> _TASK PROMPT_: The lines to copy are those holding the string "dirt" in the entries below.

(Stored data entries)
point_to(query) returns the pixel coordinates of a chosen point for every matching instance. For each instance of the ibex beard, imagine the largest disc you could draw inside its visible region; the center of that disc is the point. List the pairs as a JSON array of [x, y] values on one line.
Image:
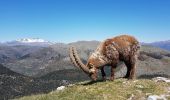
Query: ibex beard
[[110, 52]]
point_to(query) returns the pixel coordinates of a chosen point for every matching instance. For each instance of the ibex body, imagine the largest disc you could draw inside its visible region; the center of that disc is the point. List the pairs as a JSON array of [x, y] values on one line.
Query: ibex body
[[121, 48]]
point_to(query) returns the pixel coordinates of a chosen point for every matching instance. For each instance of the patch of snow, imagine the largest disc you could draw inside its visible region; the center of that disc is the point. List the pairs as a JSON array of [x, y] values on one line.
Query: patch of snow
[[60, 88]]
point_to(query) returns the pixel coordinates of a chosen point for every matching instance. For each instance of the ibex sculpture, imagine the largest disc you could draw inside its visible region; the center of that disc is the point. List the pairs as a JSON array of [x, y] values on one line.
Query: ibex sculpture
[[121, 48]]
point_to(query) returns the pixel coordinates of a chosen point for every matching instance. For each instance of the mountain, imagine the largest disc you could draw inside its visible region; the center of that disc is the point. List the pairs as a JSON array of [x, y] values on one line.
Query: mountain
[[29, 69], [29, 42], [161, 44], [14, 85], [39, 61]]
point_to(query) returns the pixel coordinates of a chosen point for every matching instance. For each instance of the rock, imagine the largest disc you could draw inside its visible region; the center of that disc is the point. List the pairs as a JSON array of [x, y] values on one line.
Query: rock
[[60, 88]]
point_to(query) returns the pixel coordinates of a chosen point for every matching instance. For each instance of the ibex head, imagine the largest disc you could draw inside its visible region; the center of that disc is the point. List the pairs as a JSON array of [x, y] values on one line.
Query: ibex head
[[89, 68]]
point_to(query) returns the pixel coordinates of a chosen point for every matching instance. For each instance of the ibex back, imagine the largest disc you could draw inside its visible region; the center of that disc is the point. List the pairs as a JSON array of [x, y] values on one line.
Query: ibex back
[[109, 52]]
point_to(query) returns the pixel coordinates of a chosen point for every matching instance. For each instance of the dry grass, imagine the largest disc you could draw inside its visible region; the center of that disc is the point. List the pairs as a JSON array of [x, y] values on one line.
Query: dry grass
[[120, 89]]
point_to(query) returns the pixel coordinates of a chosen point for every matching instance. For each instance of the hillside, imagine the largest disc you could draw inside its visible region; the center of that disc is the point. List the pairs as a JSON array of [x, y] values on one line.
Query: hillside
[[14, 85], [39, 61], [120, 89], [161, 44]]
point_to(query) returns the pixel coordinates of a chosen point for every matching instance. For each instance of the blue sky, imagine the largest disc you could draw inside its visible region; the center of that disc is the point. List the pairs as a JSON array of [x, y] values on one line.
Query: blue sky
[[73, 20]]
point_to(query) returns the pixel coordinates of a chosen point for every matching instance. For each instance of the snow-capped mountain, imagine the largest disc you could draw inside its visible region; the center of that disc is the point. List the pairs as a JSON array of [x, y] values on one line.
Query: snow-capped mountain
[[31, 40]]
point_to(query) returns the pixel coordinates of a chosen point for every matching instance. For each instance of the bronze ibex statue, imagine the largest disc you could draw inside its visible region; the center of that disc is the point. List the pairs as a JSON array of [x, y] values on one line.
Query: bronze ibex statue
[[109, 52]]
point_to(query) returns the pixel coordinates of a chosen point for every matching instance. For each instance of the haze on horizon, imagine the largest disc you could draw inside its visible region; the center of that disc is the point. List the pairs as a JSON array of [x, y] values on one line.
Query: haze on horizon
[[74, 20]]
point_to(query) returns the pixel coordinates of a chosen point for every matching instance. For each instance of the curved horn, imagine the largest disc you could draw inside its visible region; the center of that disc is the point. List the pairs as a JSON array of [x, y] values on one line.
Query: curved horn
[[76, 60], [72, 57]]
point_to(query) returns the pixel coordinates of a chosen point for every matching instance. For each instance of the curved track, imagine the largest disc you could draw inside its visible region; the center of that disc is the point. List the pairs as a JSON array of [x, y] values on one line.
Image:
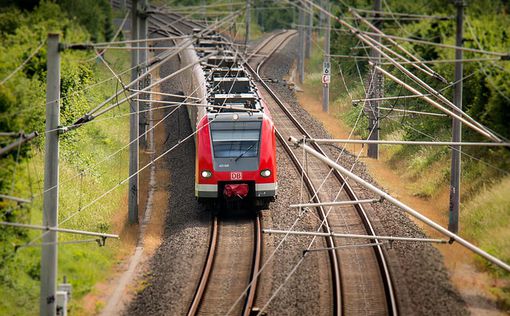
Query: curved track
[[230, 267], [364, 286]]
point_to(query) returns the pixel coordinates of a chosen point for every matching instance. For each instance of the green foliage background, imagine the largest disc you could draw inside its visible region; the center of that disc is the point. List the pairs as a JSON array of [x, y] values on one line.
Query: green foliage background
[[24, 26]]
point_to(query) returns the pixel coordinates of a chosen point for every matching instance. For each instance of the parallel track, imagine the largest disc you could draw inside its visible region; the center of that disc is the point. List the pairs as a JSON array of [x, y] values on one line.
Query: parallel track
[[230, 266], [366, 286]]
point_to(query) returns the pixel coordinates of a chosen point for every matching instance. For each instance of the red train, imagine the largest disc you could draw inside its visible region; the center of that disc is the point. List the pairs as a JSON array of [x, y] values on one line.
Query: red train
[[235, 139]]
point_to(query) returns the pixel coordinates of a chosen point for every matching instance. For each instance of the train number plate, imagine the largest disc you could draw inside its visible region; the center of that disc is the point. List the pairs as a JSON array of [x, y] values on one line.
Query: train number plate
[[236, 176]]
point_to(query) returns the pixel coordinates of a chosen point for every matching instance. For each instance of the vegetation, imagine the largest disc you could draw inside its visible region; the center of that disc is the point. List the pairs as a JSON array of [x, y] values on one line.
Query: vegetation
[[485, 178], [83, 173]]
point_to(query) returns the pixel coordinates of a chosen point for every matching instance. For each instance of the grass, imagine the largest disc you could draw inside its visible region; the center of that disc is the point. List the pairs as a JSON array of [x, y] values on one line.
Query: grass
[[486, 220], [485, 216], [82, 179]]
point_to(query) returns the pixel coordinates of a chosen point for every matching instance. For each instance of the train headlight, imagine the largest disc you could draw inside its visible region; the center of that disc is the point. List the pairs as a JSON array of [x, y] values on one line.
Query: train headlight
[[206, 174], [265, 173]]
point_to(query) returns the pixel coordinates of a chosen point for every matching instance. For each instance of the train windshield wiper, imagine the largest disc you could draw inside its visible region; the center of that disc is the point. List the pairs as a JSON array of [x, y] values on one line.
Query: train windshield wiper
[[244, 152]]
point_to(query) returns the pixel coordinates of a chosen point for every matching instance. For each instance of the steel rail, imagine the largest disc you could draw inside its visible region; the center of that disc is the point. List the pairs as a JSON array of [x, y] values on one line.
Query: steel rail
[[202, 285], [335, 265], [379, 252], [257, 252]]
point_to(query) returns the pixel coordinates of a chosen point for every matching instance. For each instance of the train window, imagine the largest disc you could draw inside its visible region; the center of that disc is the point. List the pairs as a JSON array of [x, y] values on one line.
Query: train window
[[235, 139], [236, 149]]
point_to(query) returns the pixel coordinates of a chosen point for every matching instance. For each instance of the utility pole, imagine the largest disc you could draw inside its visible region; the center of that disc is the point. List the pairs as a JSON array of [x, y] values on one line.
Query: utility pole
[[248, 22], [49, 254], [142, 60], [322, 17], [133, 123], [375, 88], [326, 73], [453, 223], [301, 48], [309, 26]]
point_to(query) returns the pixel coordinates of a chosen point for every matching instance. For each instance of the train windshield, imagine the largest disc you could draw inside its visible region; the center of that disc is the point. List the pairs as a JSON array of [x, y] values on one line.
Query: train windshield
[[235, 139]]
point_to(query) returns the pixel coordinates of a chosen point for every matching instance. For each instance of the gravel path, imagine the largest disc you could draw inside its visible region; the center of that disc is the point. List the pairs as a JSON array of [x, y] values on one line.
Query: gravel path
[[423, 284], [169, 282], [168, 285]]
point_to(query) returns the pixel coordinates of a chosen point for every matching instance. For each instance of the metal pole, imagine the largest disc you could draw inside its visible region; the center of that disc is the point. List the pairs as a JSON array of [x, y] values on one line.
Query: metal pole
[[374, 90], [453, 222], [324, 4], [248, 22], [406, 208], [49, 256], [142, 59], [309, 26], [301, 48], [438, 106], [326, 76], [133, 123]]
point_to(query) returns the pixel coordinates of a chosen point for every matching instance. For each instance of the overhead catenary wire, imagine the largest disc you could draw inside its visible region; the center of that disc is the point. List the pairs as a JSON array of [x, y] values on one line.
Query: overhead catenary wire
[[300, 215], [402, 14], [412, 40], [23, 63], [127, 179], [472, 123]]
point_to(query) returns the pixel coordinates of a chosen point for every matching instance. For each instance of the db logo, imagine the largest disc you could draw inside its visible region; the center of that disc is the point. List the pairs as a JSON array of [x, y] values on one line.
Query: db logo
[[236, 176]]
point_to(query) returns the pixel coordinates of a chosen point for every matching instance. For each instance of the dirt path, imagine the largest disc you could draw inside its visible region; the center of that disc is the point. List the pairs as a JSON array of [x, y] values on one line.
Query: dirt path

> _RESPONSE AREA_:
point_to(query) returns the pixel coordinates of a chosen point for every matching instance. For each instance of the dirt path, imagine the largest disc you could draw inside its visible region; the center of that disc is the point. List the pairs as a JSON array of [x, y] values on one line.
Query: dirt path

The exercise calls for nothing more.